Set task: Edit the items from the line containing "Would you kindly locate the turtle" down to the end: change "front flipper" to "foreflipper", leave everything else as it is, and return only those lines.

Material provided:
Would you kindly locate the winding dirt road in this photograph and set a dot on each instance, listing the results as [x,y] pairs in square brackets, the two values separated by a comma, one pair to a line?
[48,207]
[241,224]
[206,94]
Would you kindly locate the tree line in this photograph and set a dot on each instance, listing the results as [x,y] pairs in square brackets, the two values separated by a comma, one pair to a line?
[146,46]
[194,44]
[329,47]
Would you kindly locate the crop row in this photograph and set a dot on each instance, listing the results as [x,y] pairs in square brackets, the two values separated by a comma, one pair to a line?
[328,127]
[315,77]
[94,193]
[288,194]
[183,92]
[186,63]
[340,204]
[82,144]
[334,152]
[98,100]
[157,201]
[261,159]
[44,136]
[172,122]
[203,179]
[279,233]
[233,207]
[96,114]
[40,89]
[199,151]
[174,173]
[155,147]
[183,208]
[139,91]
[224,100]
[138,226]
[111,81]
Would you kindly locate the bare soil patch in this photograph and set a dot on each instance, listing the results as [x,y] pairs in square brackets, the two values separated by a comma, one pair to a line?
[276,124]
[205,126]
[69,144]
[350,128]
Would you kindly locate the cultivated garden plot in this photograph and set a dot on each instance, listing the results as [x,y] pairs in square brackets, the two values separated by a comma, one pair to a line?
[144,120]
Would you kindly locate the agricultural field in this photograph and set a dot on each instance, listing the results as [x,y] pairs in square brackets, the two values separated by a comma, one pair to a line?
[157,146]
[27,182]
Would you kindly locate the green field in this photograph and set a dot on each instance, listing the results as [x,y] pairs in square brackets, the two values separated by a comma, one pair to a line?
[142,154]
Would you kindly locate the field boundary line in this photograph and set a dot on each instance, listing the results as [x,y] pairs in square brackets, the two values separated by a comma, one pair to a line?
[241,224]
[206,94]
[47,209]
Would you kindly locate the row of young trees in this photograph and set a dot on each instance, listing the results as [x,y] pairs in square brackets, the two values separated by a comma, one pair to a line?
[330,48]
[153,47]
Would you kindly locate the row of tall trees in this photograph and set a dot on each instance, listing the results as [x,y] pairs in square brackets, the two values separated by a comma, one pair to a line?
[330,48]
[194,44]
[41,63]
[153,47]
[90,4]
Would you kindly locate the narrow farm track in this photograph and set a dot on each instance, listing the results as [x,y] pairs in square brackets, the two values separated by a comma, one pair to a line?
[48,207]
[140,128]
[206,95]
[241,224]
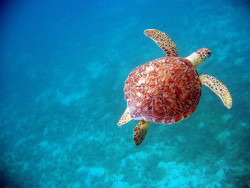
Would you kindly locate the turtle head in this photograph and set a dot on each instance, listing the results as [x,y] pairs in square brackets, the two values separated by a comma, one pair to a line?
[199,56]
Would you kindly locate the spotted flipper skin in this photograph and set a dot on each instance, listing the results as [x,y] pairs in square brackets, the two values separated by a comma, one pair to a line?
[217,87]
[140,131]
[125,118]
[163,41]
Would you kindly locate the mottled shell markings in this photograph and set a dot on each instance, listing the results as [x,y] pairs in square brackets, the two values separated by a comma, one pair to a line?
[165,90]
[168,89]
[217,87]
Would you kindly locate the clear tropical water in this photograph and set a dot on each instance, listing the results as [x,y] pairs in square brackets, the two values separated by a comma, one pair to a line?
[62,70]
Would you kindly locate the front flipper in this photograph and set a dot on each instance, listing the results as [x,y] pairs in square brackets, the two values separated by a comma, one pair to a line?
[217,87]
[125,117]
[163,41]
[140,131]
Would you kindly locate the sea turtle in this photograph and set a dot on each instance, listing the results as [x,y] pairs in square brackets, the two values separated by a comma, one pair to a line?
[168,89]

Exercise solution:
Would you kindly locate the turtle head in this photograph and set a dot on each instance, listing the results as [x,y] pairs in square brackets, the two values separated by a comma, one pair to a line?
[199,56]
Would you kindly locate the spotted flipper skin in this photograph and set a dot on each instance, listing the results as [x,y] pairs in square brackets, the two values separated by a comma, one pair to a line?
[217,87]
[140,131]
[125,118]
[163,41]
Would you kindly locate the mottled shell markings in this photograph and set a dot on each instance, listing the results as [x,y] pairs in square brackets, the two values separated by a comma, one pair to a line?
[165,90]
[168,89]
[217,87]
Would you kindly locate the clear tropical water in this photograph and set a dot on each instance, listing the results as [x,y] pairs in square brackets, the two values separated by a comma, one pair to a line?
[62,70]
Would you kindly locate the foreflipper in this photograph and set a dot on each instance, listing the results as [x,y] pairs in square brackets, the two values separated by a comma, one pair to a line?
[217,87]
[125,117]
[163,41]
[140,131]
Would you kindly locate the sea turtle in this photograph and set a dot on each instance, listing the results as [x,y] pairs in square brackets, the two values separated by a comma, one pair to a line?
[168,89]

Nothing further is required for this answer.